§ GIVEN ENTRIES:
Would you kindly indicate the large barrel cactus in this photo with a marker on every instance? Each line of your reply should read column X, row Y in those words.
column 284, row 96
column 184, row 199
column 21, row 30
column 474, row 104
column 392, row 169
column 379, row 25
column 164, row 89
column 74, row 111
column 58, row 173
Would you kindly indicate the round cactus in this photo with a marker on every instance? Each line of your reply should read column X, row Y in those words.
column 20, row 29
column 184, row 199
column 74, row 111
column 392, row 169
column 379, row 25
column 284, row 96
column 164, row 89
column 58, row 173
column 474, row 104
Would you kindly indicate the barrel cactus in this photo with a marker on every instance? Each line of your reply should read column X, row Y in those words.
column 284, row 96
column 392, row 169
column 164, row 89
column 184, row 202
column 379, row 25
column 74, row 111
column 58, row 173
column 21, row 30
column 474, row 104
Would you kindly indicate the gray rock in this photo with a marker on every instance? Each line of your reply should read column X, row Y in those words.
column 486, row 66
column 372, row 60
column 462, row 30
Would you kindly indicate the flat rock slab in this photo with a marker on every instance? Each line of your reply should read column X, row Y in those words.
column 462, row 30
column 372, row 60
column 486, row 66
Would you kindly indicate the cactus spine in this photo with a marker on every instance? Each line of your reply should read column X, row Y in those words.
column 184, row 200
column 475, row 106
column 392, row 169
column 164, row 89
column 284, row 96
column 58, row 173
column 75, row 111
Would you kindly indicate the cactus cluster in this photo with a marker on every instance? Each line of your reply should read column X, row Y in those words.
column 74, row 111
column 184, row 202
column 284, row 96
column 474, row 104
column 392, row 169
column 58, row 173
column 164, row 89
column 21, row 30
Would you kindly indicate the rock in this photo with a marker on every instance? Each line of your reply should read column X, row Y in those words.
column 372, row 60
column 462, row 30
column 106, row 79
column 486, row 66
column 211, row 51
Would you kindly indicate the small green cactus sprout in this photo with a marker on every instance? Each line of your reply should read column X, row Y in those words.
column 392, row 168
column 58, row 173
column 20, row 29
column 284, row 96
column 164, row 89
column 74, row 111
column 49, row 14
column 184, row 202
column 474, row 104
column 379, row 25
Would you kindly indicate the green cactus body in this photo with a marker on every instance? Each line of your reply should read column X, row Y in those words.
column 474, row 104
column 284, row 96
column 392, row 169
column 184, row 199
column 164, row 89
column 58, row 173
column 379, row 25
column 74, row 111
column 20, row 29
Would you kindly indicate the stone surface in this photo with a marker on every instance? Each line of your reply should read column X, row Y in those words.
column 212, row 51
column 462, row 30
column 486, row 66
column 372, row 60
--
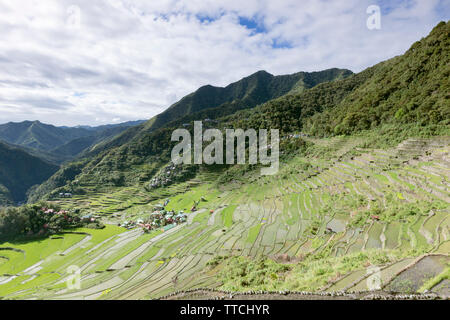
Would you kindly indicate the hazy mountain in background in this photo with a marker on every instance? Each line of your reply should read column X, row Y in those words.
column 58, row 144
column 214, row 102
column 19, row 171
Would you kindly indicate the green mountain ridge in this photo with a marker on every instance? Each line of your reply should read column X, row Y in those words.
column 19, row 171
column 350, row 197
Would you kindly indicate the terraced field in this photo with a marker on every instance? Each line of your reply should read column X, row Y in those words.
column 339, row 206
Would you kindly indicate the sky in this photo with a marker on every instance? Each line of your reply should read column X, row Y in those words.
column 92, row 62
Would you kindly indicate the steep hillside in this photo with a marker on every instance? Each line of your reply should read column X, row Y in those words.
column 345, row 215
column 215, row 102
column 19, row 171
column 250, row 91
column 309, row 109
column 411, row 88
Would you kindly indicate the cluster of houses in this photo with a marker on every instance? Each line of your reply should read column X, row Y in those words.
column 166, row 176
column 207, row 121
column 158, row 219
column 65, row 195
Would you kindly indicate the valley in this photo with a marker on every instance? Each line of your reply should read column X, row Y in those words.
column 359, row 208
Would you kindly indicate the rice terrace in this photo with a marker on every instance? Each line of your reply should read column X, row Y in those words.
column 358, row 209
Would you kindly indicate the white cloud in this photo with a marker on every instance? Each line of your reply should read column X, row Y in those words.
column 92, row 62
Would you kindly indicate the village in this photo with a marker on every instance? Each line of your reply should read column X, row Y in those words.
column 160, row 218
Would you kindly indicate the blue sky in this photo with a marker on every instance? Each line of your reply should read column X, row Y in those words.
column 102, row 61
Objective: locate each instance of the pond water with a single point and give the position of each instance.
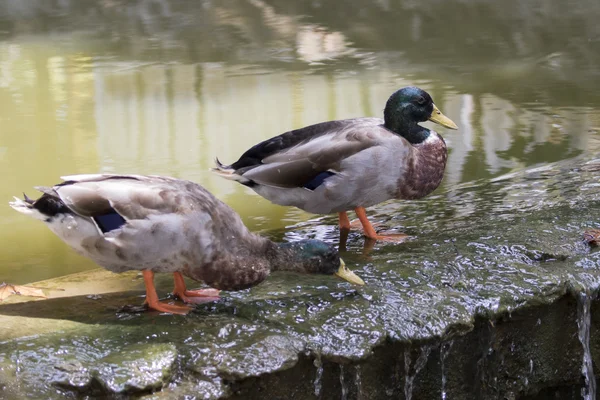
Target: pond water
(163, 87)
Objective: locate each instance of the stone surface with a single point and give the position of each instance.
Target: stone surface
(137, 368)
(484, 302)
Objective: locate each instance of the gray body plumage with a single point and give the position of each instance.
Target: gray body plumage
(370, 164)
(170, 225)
---
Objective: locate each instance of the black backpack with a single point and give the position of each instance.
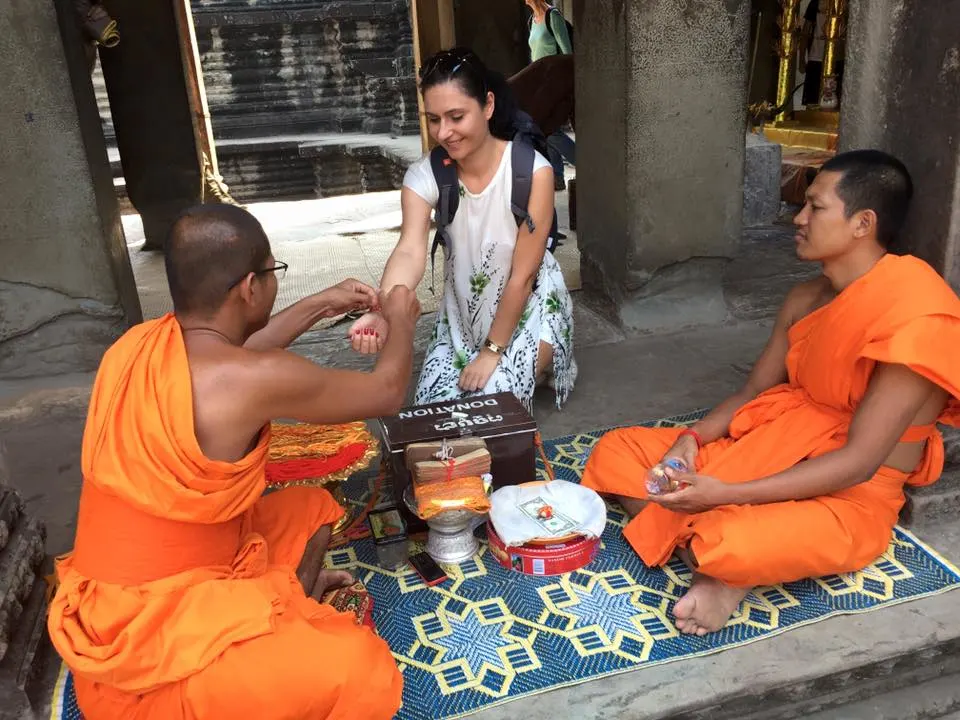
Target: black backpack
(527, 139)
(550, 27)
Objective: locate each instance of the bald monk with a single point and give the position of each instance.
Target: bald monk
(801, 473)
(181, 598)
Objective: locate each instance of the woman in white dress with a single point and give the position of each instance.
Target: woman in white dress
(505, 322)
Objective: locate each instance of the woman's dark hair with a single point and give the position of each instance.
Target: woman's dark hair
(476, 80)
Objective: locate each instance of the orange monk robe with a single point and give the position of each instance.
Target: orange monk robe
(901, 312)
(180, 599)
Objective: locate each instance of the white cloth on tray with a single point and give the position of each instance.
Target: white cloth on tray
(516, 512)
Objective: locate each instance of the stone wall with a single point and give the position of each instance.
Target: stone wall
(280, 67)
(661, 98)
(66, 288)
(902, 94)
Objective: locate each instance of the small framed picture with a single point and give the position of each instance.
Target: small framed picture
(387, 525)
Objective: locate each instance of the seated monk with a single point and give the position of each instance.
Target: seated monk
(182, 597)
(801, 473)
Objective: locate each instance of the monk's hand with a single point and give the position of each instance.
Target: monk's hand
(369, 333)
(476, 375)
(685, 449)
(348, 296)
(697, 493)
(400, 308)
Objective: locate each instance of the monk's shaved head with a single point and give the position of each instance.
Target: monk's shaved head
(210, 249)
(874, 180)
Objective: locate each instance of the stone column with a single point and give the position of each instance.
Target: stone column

§ EXERCISE REQUIREMENTS: Only the lines above from the one with "Objective: locate each instance of the orange" through the one with "Target: stone column" should be duplicated, character for character.

§ RESPONSE:
Objective: locate each instance of the orange monk robe with a single point and give the position of each instance.
Target: orange monk robe
(901, 312)
(180, 599)
Objective: locate each instance of the white cloth on tray with a single point and give the position of each instance.
Target: white cloth on tray
(516, 512)
Objective: locate each instance of the stone wall with a single point and give the position of each instance.
Target: stone wall
(280, 67)
(661, 98)
(66, 288)
(902, 94)
Objective: locate each instance of the small framed picture with a single point and give the position of each instance.
Target: small framed picture
(387, 525)
Objective: locate each instance of the seated monk with a single point and give the position of each instance.
Target: seated monk
(182, 597)
(801, 473)
Objective: locate each instance of the monk's hand with a single point and give the position of each instance.
Target: monk's hand
(369, 333)
(476, 375)
(685, 449)
(348, 296)
(697, 493)
(400, 308)
Objective: locate each instance of the monk's shaved head with a single point and give the position of each instance.
Target: monk's shaved head
(210, 249)
(874, 180)
Objective: locate each instance of the stone column with a single point and give the position of each instance.
Target: stone column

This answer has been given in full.